Before Chinese New Year of 2019, we visited KOU, a Laotian at Fuda. She smiled brightly at us and then quickly wrote a letter for us. With the help of our translator, we knew what she wrote was a Thank-you letter.
Big belly, big trouble
In Jan. 2018, KOU felt discomfort because of abdominal distension after breakfast, so she took remedy to calm her stomach for 2 months but failing to relieve the symptom. In March, her skin and sclera were stained yellow. A MRI report indicated bile duct obstruction and malignant tumor of bile duct at a local hospital where she received treatment immediately after diagnosis of cancer. However, the tumor still grew bigger and bigger after surgery so she could do nothing but to leave hospital and lie in bed at home every day.
Day by day, cancer tortured KOU ruthlessly and made her weaker and weaker. According to her condition at that time, no surgery was available for her at the local hospital so her family shifted her to another hospital in Thailand. Unfortunately her tumor was out of control so Thai doctors advised her to go back home instead of wasting money at hospital. Then KOU had to go back to Laos and took morphine to temporarily kill her pain. When her family was in despair, they got good news from their friends who noticed the latest anti-cancer treatments at Fuda Cancer Hospital on newspaper.

☆ ☆ ☆

▸ **Task item A**
Answer these questions from the story about KOU.
(i) In what month and year did KOU first feel discomfort after breakfast?
(ii) To which country's hospital did her family move her?
(iii) What did KOU write for the visitors before Chinese New Year of 2019?
▸ **Task item B**
Based on the story about KOU, say whether each statement is true.
(i) KOU's skin and sclera turned yellow in March.
(ii) Doctors in Thailand operated and removed her tumor.
(iii) Her family learned about Fuda Cancer Hospital from a television report.
▸ **Task item C**
Write the next part of the story about KOU, continuing after its final sentence.

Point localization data
☆ ☆ ☆

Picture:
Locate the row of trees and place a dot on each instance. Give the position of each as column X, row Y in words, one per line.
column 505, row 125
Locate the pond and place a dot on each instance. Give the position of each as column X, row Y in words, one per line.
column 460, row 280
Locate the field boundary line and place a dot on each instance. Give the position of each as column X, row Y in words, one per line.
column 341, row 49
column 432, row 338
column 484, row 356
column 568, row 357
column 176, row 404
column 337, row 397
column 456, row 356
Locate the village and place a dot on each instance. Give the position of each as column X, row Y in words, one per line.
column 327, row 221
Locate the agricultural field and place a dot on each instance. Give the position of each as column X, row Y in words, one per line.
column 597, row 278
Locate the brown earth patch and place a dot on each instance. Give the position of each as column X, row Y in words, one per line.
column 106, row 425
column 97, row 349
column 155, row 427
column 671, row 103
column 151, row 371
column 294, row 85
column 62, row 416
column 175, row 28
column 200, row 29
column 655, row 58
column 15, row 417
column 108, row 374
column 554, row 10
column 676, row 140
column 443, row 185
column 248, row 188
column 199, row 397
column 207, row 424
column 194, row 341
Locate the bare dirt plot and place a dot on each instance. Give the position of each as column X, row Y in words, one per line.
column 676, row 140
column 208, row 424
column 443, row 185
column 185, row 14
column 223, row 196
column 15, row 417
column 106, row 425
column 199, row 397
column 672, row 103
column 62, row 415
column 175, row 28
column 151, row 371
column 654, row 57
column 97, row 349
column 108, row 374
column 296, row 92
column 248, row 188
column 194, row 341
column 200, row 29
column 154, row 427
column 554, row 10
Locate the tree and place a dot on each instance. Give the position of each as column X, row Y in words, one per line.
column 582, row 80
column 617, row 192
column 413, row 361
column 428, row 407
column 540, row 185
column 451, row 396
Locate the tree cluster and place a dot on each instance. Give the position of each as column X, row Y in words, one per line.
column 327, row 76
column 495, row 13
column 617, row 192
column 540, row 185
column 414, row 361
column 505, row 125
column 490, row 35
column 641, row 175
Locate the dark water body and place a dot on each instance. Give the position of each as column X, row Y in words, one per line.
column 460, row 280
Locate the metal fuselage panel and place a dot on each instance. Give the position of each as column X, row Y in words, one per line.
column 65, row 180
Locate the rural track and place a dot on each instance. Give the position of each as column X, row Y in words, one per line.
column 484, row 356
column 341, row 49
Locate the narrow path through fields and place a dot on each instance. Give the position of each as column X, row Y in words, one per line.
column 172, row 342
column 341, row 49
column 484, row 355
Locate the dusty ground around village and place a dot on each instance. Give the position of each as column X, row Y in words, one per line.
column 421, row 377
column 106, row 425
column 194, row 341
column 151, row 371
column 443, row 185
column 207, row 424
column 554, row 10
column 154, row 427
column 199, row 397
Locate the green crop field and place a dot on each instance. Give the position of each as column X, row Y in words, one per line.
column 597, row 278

☆ ☆ ☆

▸ **Final answer A**
(i) Jan. 2018
(ii) Thailand
(iii) A Thank-you letter

▸ **Final answer B**
(i) Yes: "In March, her skin and sclera were stained yellow."
(ii) No: "Unfortunately her tumor was out of control so Thai doctors advised her to go back home instead of wasting money at hospital."
(iii) No: "they got good news from their friends who noticed the latest anti-cancer treatments at Fuda Cancer Hospital on newspaper."

▸ **Final answer C**
Interventional chemotherapy helps KOU out of trouble
On Nov. 17, 2018, KOU arrived at our hospital with her family. After examination, a pathological report showed a. left supraclavicular lymph node metastasis; b. abdominal wall metastasis; c. stage TxN0M1 IV post-operational adenoma of bile duct. Because of high malignancy, it was not sensitive to radiotherapy and chemotherapy. In her case, lymph node invaded deeply and close to blood vessels, which make surgical removal impossible. Facing this problem, our medical staff performed local ablation and interventional chemotherapy for her. On Dec. 02, she was given the ablation by Dr. Zhou Liang and interventional chemotherapy by Dr. Zhou Qiang. After surgery, her tumor became soft and smaller and after three cycles of treatments, her pain disappeared and no more morphine was needed, which greatly improved her life quality. That’s why she speaks highly of the doctors at Fuda.
The features of interventional chemotherapy
Why KOU is given interventional chemotherapy? The answer is related to the features of interventional chemotherapy including:
First, because her tumor is large, local administration with high concentration of chemo drugs, targeted at tumor, is strong enough to kill cancer cells.
Second, fewer side effects are found. The total dosage of chemo drugs of interventional chemotherapy is less than intravenous dosage, reducing the incidence of vomiting, hair loss and myelosuppression.
Third, interventional chemotherapy is better than a traditional one, used as postoperative adjuvant chemotherapy, preoperative neo-adjuvant chemotherapy and palliative treatment. It is well suitable for patients who are afraid of the side effects caused by systemic intravenous chemotherapy, unwilling to undergo intravenous chemotherapy and insensitive to intravenous chemotherapy.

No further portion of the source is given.